▶ _SOURCE PASSAGE_:
Special Issue of the International Journal of Gender, Sexuality and Law

Special Issue Editors: Laura Graham (Northumbria University), Mary Laing (Northumbria University), and Victoria Holt (Roehampton University). 
 
Much has been written on the relationship between law and sex work. Mirroring global and national sex worker campaigns, official consultations and policy, and wider debates over the last two decades, there has been much academic interest in the legal responses to sex work (Scoular and O’Neill, 2007; Graham, 2017; Munro and Della Giusta (eds), 2008). Much of this work has evaluated the current legal response(s) to sex work, how they impact sex workers’ lives, and how the law might be reformed. There is also significant academic and governmental interest in comparative research looking at legal responses across jurisdictions (Armstrong and Abel (eds), 2020; Levy, 2014).
This Special Issue aims to take a wider and more critical approach to the relationship between sex work and the law, drawing on Jane Scoular’s (2015) question: does the law matter in sex work? In doing so, this Special Issue aims to offer an interdisciplinary exploration of the many-layered relationship between law and sex work. This Special Issue invites papers that draw upon a variety of disciplines, including law, sociology, criminology, psychology, public health, politics, cultural studies, media studies, gender and sexuality studies, and geography. Research could consider (although is not limited to) the following themes:
Sex work in the time of COVID-19

Regulation and its impacts

Local governance

Longitudinal studies of sex workers’ motivation and policy

New forms of regulation and their impact on sex work and sex workers

Access to justice for sex workers

Crime against sex workers and responses to it

Welfare laws, housing laws, employment laws and their impact on sex work

Sex worker unionizing, activism and resistance

Risk and risk-minimisation in sex work

Sex work, Brexit and migration

This Special Issue welcomes, inter alia, traditional academic articles (8,000-10,000 words), dialogue pieces and roundtables, shorter non-academically focused think-pieces or commentaries, and reviews. We particularly welcome contributions from sex workers and sex work activists (both within and outside of the academy), and offer support, pairing and mentoring opportunities where desired (please state in your abstract if you would like to be paired or mentored).

▶ _INPUT DATA_:
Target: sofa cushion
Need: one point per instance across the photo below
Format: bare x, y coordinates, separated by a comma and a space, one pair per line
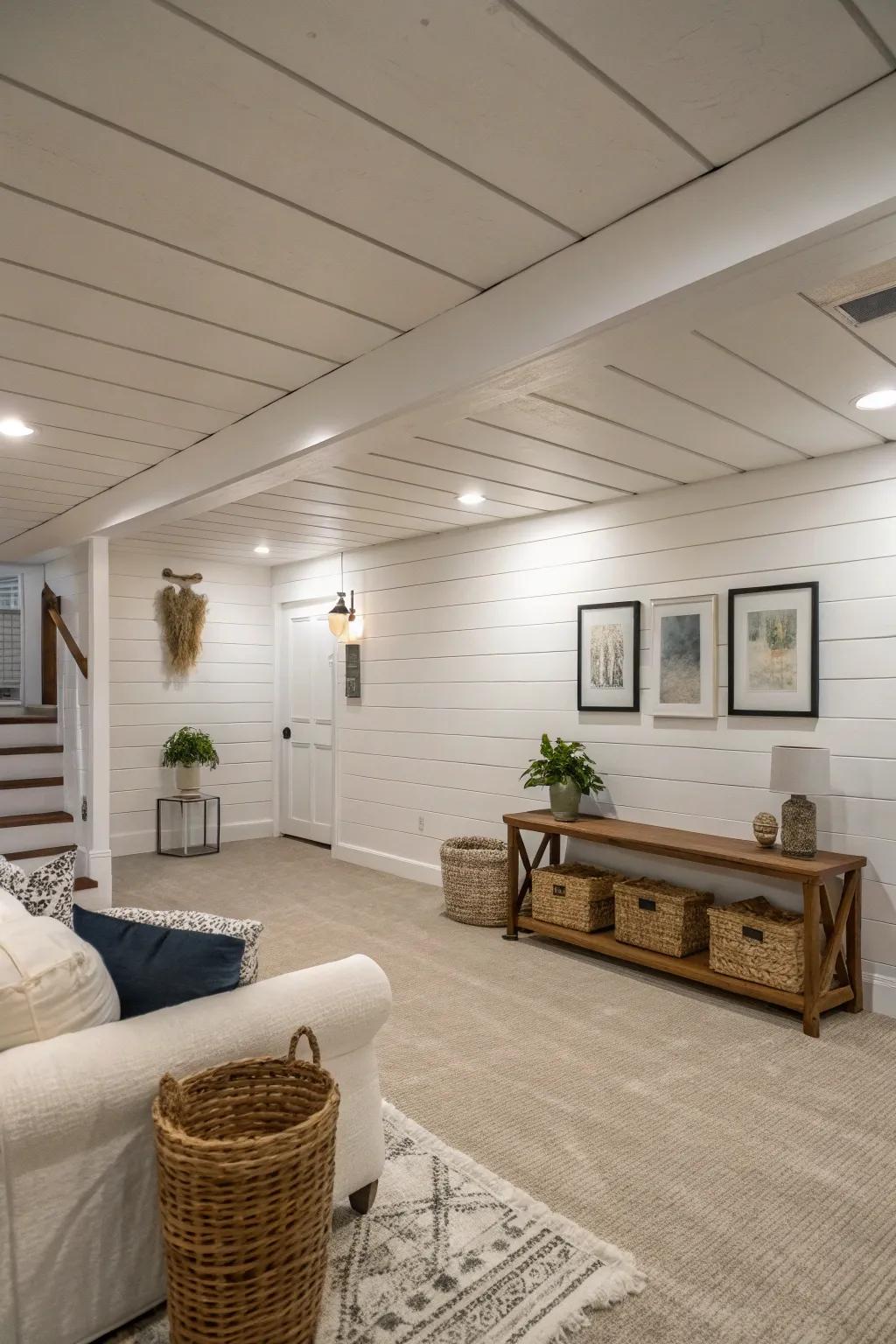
156, 968
52, 982
196, 920
11, 907
46, 892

▶ _TASK REQUIREMENTS_: Transcribe the passage of the call for papers on law and sex work from "Access to justice" to "paired or mentored).". None of the entries matter for what follows.

▶ _RESULT OF THIS EXERCISE_:
Access to justice for sex workers

Crime against sex workers and responses to it

Welfare laws, housing laws, employment laws and their impact on sex work

Sex worker unionizing, activism and resistance

Risk and risk-minimisation in sex work

Sex work, Brexit and migration

This Special Issue welcomes, inter alia, traditional academic articles (8,000-10,000 words), dialogue pieces and roundtables, shorter non-academically focused think-pieces or commentaries, and reviews. We particularly welcome contributions from sex workers and sex work activists (both within and outside of the academy), and offer support, pairing and mentoring opportunities where desired (please state in your abstract if you would like to be paired or mentored).